Return each line of the data below verbatim; pictures are to be left out.

MATERIAL TO PROCESS START

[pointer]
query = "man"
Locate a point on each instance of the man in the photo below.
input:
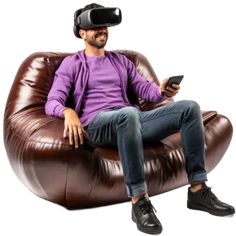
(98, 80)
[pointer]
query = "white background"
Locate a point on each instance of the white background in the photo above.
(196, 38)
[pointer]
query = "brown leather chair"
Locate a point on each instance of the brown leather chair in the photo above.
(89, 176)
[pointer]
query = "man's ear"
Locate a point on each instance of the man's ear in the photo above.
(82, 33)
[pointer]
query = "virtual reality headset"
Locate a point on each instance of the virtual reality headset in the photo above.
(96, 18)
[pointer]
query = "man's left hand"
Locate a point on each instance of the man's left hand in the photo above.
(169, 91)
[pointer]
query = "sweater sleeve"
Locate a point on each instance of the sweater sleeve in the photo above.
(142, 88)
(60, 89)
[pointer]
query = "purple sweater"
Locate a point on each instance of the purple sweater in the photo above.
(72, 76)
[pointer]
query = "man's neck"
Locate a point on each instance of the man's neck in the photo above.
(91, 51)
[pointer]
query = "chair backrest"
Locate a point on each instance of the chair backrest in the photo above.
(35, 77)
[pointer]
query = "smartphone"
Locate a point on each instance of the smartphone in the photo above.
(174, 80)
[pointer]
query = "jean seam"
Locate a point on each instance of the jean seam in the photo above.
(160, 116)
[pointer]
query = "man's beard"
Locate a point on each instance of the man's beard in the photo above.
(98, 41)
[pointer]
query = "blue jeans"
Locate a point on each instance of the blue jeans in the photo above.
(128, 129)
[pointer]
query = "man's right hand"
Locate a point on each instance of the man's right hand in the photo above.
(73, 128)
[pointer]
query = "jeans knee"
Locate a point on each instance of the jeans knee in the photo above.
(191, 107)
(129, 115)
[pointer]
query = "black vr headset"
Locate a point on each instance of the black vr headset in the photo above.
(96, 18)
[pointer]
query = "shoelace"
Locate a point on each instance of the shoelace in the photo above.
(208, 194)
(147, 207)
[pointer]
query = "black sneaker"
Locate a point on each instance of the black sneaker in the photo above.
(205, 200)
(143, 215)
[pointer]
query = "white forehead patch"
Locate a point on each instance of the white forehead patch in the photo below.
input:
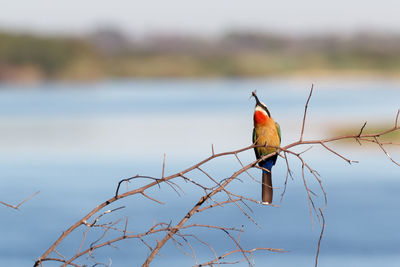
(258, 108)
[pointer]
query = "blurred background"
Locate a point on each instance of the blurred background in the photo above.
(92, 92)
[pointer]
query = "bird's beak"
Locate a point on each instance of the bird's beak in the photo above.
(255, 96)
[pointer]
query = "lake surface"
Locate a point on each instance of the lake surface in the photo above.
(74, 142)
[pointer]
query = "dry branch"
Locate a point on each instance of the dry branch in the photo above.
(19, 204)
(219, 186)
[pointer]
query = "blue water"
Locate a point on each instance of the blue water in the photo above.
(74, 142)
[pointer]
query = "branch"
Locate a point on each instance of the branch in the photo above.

MATERIAL TO PROCESS END

EXERCISE RESPONSE:
[pointer]
query = "man"
Locate a point on each instance of the man in the photo below.
input:
(98, 80)
[pointer]
query = "white background"
Locate a point on each instance of the white background in the photo above.
(196, 38)
[pointer]
query = "brown leather chair"
Locate a point on each instance of the brown leather chair in the photo above.
(89, 176)
[pointer]
query = "man's ear"
Locate a point on each instance of the man's ear in the photo above.
(82, 33)
[pointer]
query = "virtual reality headset"
Locate a point on each instance of the virtual reality headset in the photo above.
(96, 18)
[pointer]
query = "man's left hand"
Locate a point on each instance of the man's left hand in the photo above.
(169, 91)
[pointer]
query = "sweater sleeve"
Locate a point on each instance of the sweater sleeve in the photo above.
(142, 88)
(60, 89)
[pointer]
query = "purple sweater"
Locate a point on each instance of the purple sweater in the photo above.
(72, 76)
[pointer]
query = "man's neck"
Locate a point on each instance of the man's neck in the photo above.
(91, 51)
[pointer]
query = "chair backrest"
Locate a point on each instance of the chair backrest in the photo above.
(35, 77)
[pointer]
query = "smartphone"
Locate a point on each instance of the smartphone in the photo above.
(174, 80)
[pointer]
query = "jean seam"
Locate a point on each instance of the jean seam in the photo above.
(160, 116)
[pointer]
query = "man's beard"
Locate a point on each instance of the man's beard in the photo above.
(98, 41)
[pointer]
query = "blue jeans"
Locate a point on each instance of the blue jeans in the photo above.
(128, 129)
[pointer]
query = "man's right hand"
Locate a point on each instance of the man's right hand in the photo above.
(73, 128)
[pointer]
query = "jeans knee"
Locate a point on each instance of the jeans knee in the photo above.
(191, 107)
(129, 115)
[pointer]
query = "black vr headset"
Locate a point on each instance of the black vr headset in the photo above.
(96, 18)
[pointer]
query = "shoelace"
Locate a point on each instance of the shoelace in the photo above.
(208, 194)
(147, 207)
[pointer]
query = "black sneaker"
Locate a point on each instance of the black sneaker in the photo above.
(205, 200)
(143, 215)
[pointer]
query = "white forehead patch"
Locate a point on each instance of the white forehead patch in the photo below.
input:
(258, 108)
[pointer]
query = "blurred background"
Locate a point on each instance of the blurred background in the photo above.
(92, 92)
[pointer]
query = "bird's beak"
Locate a point on each instance of the bird's beak in the photo above.
(255, 96)
[pointer]
query = "lake surface"
Locate a point on each instance of the lake surface in the photo above.
(74, 142)
[pointer]
query = "dry branch"
Locate a point on each instance of the dry branch in the photo above.
(19, 204)
(219, 186)
[pointer]
query = "blue water"
Locate a point on each instance of the blue water in the photo above.
(74, 142)
[pointer]
query = "branch"
Locate a point on each instance of the branch in the photo above.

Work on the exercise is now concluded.